▶ **What is expected**
Reproduce only the lines from the line containing "Target: dark wood picture frame" to the end of the entries below, including both of those lines.
** Begin **
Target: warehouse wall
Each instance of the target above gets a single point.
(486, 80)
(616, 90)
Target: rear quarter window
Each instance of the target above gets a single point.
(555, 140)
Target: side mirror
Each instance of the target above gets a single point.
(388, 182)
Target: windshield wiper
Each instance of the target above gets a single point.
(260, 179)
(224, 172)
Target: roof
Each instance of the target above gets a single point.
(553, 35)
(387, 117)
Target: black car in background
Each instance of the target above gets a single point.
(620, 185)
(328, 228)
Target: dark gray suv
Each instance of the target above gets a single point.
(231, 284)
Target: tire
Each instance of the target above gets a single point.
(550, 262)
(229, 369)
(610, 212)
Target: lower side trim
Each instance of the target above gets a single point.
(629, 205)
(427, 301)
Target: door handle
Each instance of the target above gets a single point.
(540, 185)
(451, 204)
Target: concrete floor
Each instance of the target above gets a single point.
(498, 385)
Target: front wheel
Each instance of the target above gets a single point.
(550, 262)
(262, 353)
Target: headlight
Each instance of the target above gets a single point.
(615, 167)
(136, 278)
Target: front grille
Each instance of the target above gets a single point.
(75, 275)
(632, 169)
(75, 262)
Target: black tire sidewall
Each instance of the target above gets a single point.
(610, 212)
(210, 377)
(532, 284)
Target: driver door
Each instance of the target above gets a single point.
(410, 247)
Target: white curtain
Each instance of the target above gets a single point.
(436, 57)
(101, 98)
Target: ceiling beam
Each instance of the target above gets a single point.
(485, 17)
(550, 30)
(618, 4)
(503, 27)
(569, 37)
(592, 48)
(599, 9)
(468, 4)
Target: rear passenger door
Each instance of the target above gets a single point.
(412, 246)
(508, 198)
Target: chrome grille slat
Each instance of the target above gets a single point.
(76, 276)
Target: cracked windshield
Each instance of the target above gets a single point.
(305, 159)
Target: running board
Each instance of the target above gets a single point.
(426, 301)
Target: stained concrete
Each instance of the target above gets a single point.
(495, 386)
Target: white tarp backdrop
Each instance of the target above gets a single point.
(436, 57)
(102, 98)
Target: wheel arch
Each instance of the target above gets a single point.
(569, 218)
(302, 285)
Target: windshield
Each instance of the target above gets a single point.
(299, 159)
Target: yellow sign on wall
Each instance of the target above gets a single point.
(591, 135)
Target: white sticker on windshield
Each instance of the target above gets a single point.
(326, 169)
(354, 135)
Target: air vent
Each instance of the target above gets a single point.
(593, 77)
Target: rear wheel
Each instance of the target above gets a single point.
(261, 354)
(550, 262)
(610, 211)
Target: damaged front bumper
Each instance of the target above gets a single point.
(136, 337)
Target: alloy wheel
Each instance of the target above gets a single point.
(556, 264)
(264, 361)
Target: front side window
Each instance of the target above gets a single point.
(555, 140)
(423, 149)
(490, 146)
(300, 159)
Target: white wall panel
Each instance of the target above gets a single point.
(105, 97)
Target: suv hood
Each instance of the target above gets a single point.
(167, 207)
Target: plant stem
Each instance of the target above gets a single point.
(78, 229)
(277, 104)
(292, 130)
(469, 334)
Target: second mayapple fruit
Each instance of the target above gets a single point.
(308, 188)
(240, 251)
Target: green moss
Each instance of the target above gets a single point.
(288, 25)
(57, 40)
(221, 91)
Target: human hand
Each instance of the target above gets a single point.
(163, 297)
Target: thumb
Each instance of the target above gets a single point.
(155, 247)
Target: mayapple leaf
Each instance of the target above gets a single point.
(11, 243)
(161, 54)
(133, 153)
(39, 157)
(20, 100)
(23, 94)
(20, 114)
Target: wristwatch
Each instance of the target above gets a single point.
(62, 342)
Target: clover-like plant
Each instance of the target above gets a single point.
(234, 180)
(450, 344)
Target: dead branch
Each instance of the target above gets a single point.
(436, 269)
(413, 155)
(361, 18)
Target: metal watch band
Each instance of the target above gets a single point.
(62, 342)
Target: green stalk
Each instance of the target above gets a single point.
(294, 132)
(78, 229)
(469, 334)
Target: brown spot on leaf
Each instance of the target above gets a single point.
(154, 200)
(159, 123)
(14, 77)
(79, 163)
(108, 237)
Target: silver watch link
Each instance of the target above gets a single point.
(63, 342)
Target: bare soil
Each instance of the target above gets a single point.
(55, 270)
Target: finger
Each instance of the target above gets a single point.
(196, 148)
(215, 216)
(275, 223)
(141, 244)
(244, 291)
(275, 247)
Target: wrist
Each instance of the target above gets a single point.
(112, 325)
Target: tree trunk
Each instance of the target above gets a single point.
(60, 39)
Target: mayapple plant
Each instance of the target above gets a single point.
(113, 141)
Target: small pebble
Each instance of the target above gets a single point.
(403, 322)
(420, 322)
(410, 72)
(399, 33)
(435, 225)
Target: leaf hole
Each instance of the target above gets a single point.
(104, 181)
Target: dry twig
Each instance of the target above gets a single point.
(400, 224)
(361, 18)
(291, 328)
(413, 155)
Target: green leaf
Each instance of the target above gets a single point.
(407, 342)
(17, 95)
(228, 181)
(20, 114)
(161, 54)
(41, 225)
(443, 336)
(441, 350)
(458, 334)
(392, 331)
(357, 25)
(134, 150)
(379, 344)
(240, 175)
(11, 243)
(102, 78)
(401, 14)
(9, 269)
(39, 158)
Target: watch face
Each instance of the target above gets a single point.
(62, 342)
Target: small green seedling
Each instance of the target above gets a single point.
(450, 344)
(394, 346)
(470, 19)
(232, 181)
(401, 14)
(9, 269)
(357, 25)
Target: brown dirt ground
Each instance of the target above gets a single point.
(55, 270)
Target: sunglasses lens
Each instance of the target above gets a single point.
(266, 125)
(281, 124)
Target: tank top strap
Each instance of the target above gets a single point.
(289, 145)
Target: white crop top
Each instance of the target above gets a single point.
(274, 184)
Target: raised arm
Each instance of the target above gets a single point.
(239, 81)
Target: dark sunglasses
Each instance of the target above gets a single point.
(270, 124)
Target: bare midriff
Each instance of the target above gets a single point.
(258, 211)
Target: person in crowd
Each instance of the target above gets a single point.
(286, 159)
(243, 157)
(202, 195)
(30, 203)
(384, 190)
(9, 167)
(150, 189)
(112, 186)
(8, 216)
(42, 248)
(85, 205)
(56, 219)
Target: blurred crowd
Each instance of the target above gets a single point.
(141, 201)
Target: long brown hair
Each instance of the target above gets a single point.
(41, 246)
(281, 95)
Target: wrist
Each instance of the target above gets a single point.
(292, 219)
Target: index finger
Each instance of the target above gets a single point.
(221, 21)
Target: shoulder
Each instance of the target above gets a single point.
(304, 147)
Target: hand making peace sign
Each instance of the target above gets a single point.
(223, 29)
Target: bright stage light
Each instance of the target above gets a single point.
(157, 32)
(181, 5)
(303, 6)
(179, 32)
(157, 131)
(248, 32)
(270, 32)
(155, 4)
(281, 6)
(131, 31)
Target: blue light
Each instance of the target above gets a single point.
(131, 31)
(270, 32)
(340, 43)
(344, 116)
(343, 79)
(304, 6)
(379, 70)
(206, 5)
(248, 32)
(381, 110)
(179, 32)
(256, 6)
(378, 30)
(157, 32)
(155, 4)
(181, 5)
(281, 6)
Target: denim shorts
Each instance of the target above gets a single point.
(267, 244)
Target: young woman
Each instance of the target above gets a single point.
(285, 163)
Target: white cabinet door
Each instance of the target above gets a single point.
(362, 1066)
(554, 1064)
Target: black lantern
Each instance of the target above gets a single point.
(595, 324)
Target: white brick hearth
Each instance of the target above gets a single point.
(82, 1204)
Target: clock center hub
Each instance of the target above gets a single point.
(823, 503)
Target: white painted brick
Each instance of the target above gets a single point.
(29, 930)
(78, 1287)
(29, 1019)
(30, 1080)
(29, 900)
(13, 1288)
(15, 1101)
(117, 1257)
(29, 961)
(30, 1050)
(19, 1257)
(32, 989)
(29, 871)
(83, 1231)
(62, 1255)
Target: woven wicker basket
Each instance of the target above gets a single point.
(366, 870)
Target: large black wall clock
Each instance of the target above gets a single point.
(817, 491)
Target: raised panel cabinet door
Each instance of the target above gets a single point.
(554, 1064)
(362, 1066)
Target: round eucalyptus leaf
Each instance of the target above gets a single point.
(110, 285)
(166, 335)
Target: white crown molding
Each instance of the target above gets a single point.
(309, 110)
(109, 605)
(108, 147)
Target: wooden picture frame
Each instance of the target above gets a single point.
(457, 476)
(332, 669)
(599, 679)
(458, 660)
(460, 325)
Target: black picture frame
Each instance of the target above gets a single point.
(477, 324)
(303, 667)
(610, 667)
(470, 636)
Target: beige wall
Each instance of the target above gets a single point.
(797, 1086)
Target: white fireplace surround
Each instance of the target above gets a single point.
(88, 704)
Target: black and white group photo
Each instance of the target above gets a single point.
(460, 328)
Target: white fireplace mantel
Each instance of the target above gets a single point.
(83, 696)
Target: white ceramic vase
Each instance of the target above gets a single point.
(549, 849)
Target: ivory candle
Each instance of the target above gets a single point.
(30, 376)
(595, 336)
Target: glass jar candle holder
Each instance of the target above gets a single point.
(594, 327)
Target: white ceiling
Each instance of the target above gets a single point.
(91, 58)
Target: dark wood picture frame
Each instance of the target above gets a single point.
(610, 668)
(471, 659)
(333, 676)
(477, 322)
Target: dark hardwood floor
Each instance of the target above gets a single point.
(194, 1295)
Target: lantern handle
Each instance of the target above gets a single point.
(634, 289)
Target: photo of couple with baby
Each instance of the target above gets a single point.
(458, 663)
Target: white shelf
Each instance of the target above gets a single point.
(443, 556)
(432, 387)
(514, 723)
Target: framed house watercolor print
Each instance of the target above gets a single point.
** End **
▶ **Solution to the problem**
Target: dark wood picture frame
Each instance of the target above gets a single point.
(610, 668)
(471, 659)
(333, 676)
(477, 322)
Target: dark hardwood floor
Each instance of the target above gets a single point.
(194, 1295)
Target: lantern handle
Each instance of the target above gets a single point.
(634, 289)
Target: photo of couple with baby
Each instance of the target above gets a single point.
(458, 663)
Target: white shelf
Each instance of the target above gets a single point.
(443, 556)
(432, 387)
(514, 723)
Target: framed house watercolor print
Each instance of the target above gets a single point.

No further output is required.